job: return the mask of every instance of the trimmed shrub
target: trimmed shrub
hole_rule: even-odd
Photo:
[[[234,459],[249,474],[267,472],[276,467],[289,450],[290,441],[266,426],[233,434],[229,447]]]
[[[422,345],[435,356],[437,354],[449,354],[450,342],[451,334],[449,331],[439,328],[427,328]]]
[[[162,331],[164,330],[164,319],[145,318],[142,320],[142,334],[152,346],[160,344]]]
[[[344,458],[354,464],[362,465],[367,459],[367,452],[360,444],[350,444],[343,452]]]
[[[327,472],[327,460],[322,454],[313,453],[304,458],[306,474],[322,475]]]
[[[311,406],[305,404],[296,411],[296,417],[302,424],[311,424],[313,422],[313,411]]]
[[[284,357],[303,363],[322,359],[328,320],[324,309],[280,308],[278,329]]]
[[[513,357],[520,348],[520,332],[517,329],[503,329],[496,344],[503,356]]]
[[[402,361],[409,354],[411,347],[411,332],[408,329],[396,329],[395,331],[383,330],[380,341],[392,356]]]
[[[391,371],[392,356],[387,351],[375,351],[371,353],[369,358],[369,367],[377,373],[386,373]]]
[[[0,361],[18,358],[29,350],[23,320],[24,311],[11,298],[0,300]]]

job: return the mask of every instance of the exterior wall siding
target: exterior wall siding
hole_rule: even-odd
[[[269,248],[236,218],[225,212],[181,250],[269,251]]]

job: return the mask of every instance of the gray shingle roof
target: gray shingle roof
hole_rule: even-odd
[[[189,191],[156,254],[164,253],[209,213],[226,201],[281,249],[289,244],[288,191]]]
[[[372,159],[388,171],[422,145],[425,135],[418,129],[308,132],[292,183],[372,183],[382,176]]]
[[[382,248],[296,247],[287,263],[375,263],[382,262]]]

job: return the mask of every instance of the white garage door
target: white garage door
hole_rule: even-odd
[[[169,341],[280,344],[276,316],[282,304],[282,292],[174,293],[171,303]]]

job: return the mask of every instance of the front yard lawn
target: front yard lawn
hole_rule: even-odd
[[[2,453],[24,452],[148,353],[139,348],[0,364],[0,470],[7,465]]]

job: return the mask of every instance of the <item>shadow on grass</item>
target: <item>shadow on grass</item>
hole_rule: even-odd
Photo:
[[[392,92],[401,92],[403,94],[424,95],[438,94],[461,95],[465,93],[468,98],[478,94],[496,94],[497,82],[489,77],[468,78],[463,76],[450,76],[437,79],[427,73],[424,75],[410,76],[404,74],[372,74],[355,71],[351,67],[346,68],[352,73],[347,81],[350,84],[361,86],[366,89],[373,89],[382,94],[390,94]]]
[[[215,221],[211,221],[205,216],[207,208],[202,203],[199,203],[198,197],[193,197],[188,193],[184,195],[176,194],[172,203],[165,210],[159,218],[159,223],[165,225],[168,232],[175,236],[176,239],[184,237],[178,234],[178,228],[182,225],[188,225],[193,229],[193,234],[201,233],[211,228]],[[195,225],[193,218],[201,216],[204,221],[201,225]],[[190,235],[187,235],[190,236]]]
______
Task: Write out all of the rows above again, word for word, with nothing added or changed.

Task result:
job: return the mask of every instance of the trimmed shrub
target: trimmed shrub
hole_rule: even-odd
Photo:
[[[234,459],[249,474],[267,472],[276,467],[289,450],[290,441],[266,426],[233,434],[229,447]]]
[[[422,345],[435,356],[437,354],[449,354],[450,342],[451,334],[449,331],[439,328],[427,328]]]
[[[162,331],[164,330],[164,319],[145,318],[142,320],[142,334],[152,346],[160,344]]]
[[[344,458],[354,464],[362,465],[367,459],[367,452],[360,444],[350,444],[343,452]]]
[[[327,472],[327,460],[322,454],[313,453],[304,458],[306,474],[322,475]]]
[[[311,406],[305,404],[296,411],[296,417],[302,424],[311,424],[313,422],[313,411]]]
[[[284,357],[303,363],[322,359],[328,320],[324,309],[280,308],[278,329]]]
[[[513,357],[520,348],[520,332],[517,329],[503,329],[496,344],[503,356]]]
[[[402,361],[409,354],[411,347],[411,332],[408,329],[396,329],[395,331],[383,330],[380,341],[392,356]]]
[[[391,371],[392,356],[387,351],[375,351],[371,353],[369,358],[369,367],[377,373],[386,373]]]
[[[0,361],[18,358],[29,350],[23,320],[24,311],[11,298],[0,300]]]

job: return the mask of every instance of the exterior wall siding
target: exterior wall siding
hole_rule: even-odd
[[[269,248],[236,218],[225,212],[181,250],[269,251]]]

job: return the mask of every instance of the gray shingle roof
target: gray shingle roof
hole_rule: even-odd
[[[189,191],[156,254],[164,253],[209,213],[226,201],[281,249],[289,244],[288,191]]]
[[[372,159],[388,171],[422,145],[425,135],[418,129],[308,132],[292,183],[372,183],[382,176]]]
[[[382,248],[296,247],[287,263],[375,263],[382,262]]]

job: return the mask of every instance of the white garage door
target: white garage door
hole_rule: even-odd
[[[169,341],[280,344],[276,316],[282,304],[282,292],[174,293],[171,303]]]

job: return the mask of every instance of the front yard lawn
target: front yard lawn
hole_rule: even-odd
[[[2,453],[24,452],[148,353],[139,348],[0,364],[0,470],[7,465]]]

job: return the mask of every instance of the <item>shadow on grass</item>
target: <item>shadow on grass</item>
hole_rule: even-odd
Photo:
[[[392,92],[401,92],[403,94],[424,95],[438,94],[461,95],[465,93],[468,98],[478,94],[496,94],[497,82],[489,77],[468,78],[463,76],[450,76],[437,79],[427,73],[424,75],[410,76],[404,74],[372,74],[355,71],[351,67],[346,68],[352,73],[347,81],[350,84],[361,86],[366,89],[373,89],[382,94],[390,94]]]
[[[215,221],[211,221],[205,216],[207,208],[202,203],[199,203],[198,197],[193,197],[188,193],[184,195],[176,194],[172,203],[165,210],[159,218],[159,223],[165,225],[168,232],[175,236],[176,239],[184,237],[178,234],[178,228],[182,225],[188,225],[193,229],[193,234],[201,233],[211,228]],[[195,225],[193,218],[201,216],[204,221],[201,225]],[[190,235],[187,235],[190,236]]]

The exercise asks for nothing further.